--- Region annotation entries ---
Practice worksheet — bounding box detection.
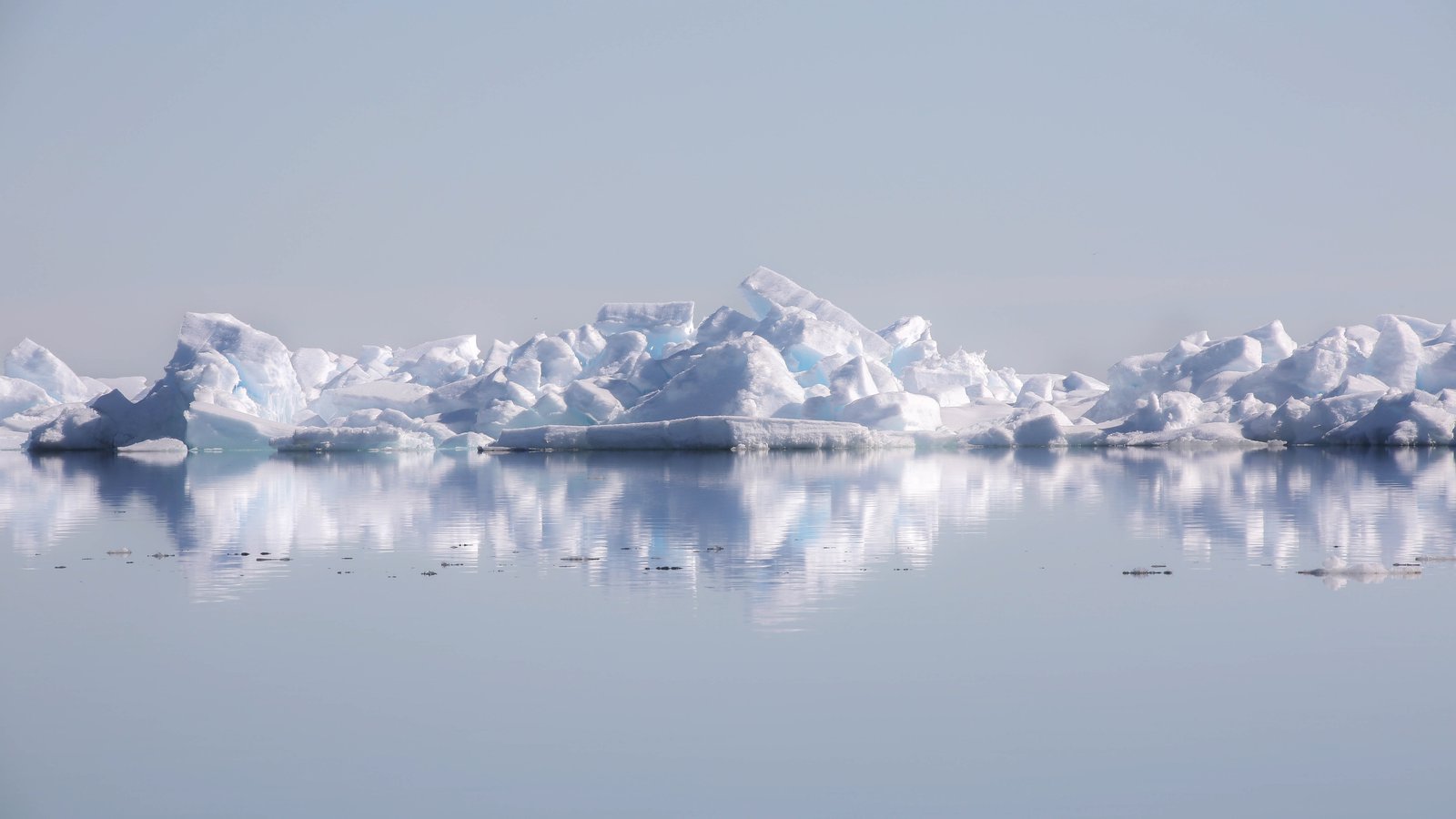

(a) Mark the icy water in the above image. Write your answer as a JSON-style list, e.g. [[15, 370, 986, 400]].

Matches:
[[0, 450, 1456, 819]]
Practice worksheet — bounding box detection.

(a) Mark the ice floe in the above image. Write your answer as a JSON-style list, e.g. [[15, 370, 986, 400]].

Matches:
[[0, 268, 1456, 451]]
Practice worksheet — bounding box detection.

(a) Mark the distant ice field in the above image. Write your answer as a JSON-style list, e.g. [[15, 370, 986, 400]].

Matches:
[[0, 268, 1456, 451]]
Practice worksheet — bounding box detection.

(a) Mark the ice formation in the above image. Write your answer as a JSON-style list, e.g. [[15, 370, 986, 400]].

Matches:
[[0, 268, 1456, 451]]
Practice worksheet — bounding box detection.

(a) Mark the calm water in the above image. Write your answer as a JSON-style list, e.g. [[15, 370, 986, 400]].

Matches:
[[0, 450, 1456, 817]]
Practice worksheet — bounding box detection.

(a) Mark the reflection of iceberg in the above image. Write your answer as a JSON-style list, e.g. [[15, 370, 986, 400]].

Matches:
[[0, 449, 1456, 622]]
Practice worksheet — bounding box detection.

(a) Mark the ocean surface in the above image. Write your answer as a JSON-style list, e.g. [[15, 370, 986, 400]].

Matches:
[[0, 449, 1456, 819]]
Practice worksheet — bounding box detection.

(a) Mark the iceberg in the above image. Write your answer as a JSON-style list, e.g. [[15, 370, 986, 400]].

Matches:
[[0, 268, 1456, 451]]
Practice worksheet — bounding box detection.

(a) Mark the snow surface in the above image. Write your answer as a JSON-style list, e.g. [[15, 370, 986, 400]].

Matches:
[[0, 268, 1456, 451]]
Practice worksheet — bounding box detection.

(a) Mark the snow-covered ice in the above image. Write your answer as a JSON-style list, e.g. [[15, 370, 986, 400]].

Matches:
[[0, 268, 1456, 451]]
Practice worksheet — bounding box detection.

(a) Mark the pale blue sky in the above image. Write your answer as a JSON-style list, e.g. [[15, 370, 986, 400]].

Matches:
[[0, 0, 1456, 376]]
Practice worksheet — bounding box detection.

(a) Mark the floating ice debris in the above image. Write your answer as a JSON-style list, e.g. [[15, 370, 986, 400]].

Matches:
[[1300, 555, 1421, 579], [0, 268, 1456, 449]]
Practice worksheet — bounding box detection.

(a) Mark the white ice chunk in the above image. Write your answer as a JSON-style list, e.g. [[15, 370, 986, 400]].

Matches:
[[308, 380, 431, 421], [1364, 317, 1421, 392], [5, 339, 97, 404], [621, 335, 804, 422], [840, 392, 941, 433], [738, 267, 891, 361], [395, 335, 480, 386], [0, 376, 56, 419], [185, 404, 294, 450], [754, 308, 864, 373], [597, 296, 693, 359]]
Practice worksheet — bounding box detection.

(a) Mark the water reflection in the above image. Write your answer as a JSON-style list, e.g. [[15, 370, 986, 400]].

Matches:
[[0, 449, 1456, 612]]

--- What is needed ---
Revise the lines from the first one through the line containing "[[0, 449, 1456, 819]]" by replacing "JSON-style list" with "JSON array" and leaving everything else unchanged. Omit the pictures from your output.

--- Answer in full ---
Practice worksheet — bounding box detection.

(a) Mark the icy water in the above image. Write your answer as a JSON array, e.g. [[15, 370, 986, 400]].

Matches:
[[0, 450, 1456, 819]]
Practice worksheet — bounding box detection.

(a) Mark the ice floe in the above image. Write your answer as a JSON array, e.g. [[15, 370, 986, 400]].

Matches:
[[0, 268, 1456, 451]]
Practice worksheet — bounding box detection.

(a) Mark the distant ice field in the above image. Write your answer as a JSON array, e.g. [[15, 370, 986, 400]].

Matches:
[[0, 268, 1456, 451]]
Practice worksheet — bounding box detection.

(a) Mark the ice formation in the above image. Write your answer as a JSON array, e.g. [[15, 370, 986, 400]].

Matches:
[[0, 268, 1456, 451]]
Practice worksheet — bounding box detection.

(a) Mark the calm water in the above image. Write your answer as a JSON array, e.g. [[15, 370, 986, 400]].

Matches:
[[0, 450, 1456, 817]]
Practice worksheet — bounding box detection.

(a) Mark the reflection of iceberg in the above image. Write your answer as a JSON array, e.g. [[15, 370, 986, 400]].

Matches:
[[0, 449, 1456, 622]]
Practice worksheet — bounding box detection.

(a) Mark the ocean surface in the above image. Write your answer as a JSON array, e.g. [[15, 370, 986, 400]].

Matches:
[[0, 449, 1456, 819]]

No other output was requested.